**EXERCISE REQUIREMENTS:**
Find each line in the entries below that contains the word "doorway". Copy those lines.

+++ DATASET EXCERPTS +++

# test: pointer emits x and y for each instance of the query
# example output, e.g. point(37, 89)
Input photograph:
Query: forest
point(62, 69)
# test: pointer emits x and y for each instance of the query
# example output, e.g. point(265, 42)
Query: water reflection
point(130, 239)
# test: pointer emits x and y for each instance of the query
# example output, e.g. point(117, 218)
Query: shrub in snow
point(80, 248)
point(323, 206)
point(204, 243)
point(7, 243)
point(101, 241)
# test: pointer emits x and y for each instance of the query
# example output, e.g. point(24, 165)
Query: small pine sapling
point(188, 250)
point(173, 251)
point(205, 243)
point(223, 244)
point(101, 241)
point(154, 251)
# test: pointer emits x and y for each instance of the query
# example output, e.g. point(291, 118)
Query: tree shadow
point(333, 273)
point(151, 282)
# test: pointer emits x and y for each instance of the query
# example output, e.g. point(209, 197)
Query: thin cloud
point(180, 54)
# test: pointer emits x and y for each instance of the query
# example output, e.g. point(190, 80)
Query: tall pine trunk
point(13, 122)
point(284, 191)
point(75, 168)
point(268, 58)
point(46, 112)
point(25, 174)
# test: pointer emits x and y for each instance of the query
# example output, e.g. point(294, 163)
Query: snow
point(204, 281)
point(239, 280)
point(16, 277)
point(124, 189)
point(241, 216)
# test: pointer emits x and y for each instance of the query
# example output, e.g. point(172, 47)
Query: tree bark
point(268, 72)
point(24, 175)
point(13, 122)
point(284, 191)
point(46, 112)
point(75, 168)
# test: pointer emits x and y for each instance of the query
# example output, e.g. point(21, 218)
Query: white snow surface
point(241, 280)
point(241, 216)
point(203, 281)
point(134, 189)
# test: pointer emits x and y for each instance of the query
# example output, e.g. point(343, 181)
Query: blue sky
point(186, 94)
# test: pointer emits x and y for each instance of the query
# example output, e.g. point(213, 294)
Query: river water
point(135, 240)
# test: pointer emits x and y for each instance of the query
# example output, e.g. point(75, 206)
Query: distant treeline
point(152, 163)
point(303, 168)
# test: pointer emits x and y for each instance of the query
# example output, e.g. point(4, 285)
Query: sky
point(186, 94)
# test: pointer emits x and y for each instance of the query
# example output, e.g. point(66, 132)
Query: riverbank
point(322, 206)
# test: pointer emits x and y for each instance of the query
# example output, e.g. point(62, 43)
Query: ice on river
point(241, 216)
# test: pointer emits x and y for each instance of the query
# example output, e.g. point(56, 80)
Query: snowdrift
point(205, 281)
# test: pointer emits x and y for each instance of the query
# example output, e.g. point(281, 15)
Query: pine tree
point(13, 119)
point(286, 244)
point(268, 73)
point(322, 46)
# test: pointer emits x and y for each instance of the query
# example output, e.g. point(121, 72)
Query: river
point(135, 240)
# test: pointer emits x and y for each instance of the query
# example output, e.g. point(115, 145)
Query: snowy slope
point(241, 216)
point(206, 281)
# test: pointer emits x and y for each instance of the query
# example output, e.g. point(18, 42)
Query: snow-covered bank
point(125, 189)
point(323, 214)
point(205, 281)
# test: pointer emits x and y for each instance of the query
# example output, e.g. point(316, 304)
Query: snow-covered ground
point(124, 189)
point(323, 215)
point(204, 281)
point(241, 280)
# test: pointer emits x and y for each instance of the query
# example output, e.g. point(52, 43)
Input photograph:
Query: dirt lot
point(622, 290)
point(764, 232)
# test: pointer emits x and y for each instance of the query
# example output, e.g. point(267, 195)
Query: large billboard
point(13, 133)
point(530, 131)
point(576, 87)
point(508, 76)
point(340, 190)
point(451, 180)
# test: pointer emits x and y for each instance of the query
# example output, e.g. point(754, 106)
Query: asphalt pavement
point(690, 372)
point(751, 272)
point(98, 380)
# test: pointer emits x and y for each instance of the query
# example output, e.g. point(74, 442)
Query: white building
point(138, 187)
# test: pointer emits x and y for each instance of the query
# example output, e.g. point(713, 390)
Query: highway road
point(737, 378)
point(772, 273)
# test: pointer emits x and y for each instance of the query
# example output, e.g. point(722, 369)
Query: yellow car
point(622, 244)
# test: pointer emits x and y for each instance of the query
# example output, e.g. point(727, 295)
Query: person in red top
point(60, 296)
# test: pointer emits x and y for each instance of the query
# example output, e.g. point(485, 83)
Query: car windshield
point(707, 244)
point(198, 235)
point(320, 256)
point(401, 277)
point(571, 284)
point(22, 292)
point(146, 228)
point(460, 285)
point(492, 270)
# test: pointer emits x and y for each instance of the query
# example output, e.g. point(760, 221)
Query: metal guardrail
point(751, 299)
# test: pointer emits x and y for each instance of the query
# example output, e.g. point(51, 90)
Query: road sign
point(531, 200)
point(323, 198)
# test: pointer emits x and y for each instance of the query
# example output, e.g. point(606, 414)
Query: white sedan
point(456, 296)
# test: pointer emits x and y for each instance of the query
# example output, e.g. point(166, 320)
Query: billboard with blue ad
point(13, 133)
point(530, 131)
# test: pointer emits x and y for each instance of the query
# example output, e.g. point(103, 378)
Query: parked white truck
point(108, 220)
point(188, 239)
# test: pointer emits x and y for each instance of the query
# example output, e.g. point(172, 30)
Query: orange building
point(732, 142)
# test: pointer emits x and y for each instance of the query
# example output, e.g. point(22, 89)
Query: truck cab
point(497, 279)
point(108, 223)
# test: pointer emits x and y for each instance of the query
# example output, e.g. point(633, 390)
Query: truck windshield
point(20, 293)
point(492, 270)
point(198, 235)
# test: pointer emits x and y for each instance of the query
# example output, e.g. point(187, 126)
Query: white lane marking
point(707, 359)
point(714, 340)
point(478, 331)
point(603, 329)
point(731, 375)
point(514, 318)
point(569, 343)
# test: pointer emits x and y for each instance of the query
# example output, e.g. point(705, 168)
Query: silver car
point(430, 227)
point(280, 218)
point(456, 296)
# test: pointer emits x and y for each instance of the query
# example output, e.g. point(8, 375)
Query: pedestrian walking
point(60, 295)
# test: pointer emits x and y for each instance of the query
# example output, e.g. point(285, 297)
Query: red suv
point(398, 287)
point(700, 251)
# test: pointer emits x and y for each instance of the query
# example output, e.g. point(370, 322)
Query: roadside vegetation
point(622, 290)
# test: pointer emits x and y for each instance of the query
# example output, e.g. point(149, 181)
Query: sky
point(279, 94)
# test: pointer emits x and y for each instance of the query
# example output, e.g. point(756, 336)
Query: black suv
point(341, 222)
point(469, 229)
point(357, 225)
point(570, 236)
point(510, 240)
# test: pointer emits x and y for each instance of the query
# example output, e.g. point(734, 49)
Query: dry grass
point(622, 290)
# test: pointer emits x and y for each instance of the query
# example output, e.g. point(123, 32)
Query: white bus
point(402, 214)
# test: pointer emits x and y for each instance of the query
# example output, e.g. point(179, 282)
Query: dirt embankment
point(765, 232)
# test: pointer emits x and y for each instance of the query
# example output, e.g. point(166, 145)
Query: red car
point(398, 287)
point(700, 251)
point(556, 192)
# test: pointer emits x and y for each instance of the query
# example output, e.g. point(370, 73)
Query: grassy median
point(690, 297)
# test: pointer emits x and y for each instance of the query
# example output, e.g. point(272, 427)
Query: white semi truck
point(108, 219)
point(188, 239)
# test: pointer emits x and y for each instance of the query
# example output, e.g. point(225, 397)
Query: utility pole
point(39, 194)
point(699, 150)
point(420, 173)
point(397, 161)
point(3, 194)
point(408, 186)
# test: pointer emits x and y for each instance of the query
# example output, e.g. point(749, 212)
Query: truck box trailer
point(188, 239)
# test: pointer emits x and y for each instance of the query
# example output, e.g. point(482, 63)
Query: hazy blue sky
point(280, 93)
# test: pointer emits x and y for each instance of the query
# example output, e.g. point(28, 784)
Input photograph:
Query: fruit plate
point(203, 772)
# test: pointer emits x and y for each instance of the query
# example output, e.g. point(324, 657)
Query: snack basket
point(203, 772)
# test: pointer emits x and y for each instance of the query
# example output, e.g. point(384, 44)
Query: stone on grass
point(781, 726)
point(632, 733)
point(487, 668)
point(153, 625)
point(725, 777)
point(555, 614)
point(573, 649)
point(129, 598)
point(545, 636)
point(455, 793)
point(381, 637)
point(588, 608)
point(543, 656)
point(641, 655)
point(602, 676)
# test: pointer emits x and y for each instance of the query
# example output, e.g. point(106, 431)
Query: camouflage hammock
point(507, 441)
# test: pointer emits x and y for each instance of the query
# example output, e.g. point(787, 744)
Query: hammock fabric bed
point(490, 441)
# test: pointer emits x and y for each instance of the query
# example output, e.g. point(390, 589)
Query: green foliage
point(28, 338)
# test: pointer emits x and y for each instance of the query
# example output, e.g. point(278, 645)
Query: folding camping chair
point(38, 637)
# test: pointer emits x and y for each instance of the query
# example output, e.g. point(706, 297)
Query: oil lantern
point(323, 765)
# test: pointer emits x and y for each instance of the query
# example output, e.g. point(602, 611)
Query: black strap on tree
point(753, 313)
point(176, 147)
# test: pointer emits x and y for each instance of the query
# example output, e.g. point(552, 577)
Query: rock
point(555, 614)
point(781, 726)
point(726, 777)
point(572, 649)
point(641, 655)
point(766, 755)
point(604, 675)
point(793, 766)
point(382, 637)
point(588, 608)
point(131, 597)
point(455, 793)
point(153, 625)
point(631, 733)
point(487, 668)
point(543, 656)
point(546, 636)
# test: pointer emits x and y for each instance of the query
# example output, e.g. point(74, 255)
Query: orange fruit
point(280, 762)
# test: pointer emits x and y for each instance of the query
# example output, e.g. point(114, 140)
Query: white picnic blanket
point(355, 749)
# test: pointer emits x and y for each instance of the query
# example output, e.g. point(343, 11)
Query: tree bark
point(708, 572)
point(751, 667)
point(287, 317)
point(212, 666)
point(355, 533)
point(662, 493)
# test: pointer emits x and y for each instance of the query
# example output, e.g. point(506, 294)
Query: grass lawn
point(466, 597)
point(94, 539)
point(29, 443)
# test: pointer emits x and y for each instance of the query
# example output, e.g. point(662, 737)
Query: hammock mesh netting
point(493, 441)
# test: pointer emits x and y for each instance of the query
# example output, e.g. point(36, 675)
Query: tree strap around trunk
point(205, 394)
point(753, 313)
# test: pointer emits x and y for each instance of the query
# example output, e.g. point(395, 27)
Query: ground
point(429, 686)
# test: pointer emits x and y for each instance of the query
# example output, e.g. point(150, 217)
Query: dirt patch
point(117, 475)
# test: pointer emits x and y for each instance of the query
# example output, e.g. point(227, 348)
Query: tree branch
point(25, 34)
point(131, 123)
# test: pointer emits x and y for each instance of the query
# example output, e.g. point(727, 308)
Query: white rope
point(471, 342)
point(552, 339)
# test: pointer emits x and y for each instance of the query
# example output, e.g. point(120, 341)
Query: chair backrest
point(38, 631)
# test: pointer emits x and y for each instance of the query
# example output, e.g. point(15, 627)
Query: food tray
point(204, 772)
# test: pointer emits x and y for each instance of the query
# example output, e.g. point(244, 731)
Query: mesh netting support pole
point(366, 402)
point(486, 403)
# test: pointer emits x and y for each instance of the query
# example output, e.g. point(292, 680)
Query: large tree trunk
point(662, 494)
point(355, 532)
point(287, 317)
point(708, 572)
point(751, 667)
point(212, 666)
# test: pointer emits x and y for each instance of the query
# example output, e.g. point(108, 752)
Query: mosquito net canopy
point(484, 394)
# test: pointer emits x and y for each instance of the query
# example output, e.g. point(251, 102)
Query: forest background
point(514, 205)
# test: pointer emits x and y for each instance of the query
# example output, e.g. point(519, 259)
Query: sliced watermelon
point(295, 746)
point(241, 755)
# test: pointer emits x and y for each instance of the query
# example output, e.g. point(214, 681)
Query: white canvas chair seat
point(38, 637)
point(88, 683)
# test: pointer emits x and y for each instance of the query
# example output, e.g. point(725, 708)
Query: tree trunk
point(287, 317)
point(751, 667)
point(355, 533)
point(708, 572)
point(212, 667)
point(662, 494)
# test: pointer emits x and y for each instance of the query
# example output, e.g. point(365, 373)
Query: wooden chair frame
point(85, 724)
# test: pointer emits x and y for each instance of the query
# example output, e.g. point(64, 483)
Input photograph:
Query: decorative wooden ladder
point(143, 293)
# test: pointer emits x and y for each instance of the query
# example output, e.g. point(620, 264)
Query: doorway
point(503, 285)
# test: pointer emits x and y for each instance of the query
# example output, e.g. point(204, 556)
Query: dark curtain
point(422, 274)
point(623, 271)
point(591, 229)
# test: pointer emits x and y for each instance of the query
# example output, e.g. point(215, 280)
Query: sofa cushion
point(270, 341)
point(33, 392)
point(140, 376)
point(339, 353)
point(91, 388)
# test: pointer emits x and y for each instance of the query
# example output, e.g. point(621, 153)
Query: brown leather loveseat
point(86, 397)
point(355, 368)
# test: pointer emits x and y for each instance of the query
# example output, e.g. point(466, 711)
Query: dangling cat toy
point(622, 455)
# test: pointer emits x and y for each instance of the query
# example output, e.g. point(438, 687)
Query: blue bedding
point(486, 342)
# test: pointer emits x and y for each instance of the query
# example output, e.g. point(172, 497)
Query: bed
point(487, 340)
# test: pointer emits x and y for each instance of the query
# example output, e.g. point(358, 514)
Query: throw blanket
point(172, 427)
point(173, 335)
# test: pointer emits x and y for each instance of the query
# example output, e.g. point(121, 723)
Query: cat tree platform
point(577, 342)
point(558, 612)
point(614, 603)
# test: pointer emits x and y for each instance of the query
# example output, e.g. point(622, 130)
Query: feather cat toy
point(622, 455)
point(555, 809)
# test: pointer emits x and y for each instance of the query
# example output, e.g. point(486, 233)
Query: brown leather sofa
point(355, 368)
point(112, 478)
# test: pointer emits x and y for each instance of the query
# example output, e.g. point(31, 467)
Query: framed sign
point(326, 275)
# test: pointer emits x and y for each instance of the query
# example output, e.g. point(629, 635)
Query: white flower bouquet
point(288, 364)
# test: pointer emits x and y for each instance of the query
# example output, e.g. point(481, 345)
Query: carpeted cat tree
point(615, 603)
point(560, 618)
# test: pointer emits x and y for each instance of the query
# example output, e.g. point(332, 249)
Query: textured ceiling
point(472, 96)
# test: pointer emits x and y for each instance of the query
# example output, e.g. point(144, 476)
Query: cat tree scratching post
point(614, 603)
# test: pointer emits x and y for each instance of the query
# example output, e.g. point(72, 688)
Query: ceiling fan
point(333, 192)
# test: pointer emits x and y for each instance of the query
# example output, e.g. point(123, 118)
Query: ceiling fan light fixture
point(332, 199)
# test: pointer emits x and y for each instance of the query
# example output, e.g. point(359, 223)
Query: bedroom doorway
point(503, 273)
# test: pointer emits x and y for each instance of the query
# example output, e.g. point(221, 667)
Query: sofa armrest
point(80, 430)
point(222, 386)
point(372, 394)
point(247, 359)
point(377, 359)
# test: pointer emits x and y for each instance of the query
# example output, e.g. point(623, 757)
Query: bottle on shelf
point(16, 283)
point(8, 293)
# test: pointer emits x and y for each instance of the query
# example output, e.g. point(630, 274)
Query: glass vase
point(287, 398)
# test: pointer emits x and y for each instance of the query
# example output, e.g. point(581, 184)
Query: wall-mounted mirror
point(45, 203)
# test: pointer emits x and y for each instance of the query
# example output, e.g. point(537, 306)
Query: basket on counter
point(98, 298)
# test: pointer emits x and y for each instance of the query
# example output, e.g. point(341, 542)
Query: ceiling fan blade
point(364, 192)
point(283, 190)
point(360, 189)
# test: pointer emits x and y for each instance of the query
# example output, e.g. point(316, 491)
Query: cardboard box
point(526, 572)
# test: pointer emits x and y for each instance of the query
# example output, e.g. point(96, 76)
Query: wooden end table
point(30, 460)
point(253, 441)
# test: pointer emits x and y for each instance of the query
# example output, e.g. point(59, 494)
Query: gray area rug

+++

**WRITTEN ANSWER:**
Query: doorway
Query: bedroom doorway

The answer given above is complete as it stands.